Quoted passage>
BEGIN

In the early 1920s, N.D. Kondratieff developed the idea of long cycles (40 to 60 years) in the world economy, from studying wholesale price indices, interest yields, wages, and other available statistics since the closing of the 18th century.

We have now come a full cycle since 1930.

The time is at hand for major restructuring of the economy and society. Industrial production capacity is utilized at only 80 per cent. Although the overall unemployment rate is about 7-1/2 per cent, skilled workers are scarce in some sectors of the economy.4 (Computer programmers, for example, are scarce.) Large parts of the country's "physical plant," constructed over the last expansionary portion of the long cycle (e.g., the suburbs, the air traffic system, the interstate highways), are far from worn out but use energy less efficiently than now seems prudent.

Investment patterns in the year 2000 will be quite different than they are today. But it isn't easy to retrain Detroit auto workers to be Sun Belt computer programmers. It is difficult to build new energy efficient equipment and structures when there is a lot of serviceable life in those inefficient ones we already own.

Usually, in periods of depression, a lot of bad debt is written off. Traditional ways to do this are through default or through inflation. However, most of the debt today cannot be written off through default as it could in the l930s. Mortgage debt on one- to four-family homes, largely owed by individuals, stood at $956G at the end of 1980, compared at that time with the national debt of $937G and consumer installment credit of $313G.  [4] Defaults of any magnitude on home mortgages and consumer installment purchases would overwhelm the legal system. The national debt, home mortgage debt, and consumer installment credit account for more than half the debt outstanding in nonfinancial sectors.

So, if "bad debt" is to be written down, we are left with inflation. But inflation makes the raising of capital for innovation difficult.

END

Given data>
BEGIN

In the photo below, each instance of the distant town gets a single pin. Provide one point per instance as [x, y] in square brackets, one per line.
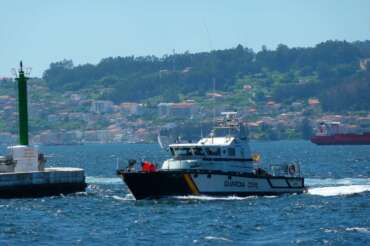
[72, 118]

END

Tasks to carry out>
1 - From the passage on long economic cycles, list each kind of debt given a dollar amount for the end of 1980, with its amount.
2 - Take the passage on long economic cycles further, starting after its final sentence.

Results of the tasks>
1 -
- Mortgage debt on one- to four-family homes: $956G
- National debt: $937G
- Consumer installment credit: $313G

2 -
Fortunately, the introduction of the computer gives us unprecedented current information about the economy. And we need no longer be completely at the mercy of "natural forces" of the long wave. But, although the idea of economic regulation oriented to a 50-year cycle is of great antiquity,[5] we are inexperienced in encouraging technological investment and research in the bad years of the cycle.

Social Innovation

The 9-digit ZIP code is resisted, and there are outcries against dropping price marking of grocery store items that can be electronically scanned. This suggests that the public does not easily accept everything which we, as technicians, offer. Before there can be large-scale investment in wiring (or fibering) America with local communications loops to permit "work-at-home," "shop-at-home," and other promised innovations, attitudes will have to change. A human generation may be needed. And during this generation, we must do a better job of serving the public with our computers and respecting people's privacy.

The Foreign Connection

The primacy of the United States in computer technology has recently come into question. One session at this symposium is specifically devoted to international trade questions. Don Sackman notes on page 11 of these proceedings: "The handwriting is on the wall -- and it is Kangi!"

In Spite of It All

Despite the problems noted here, the tone of this symposium is upbeat. Innovation is not dying -- judging from the papers and presentations given here. Through our symposium, we hope to anticipate and avoid problems caused by the forces which are slowing our explosive innovation.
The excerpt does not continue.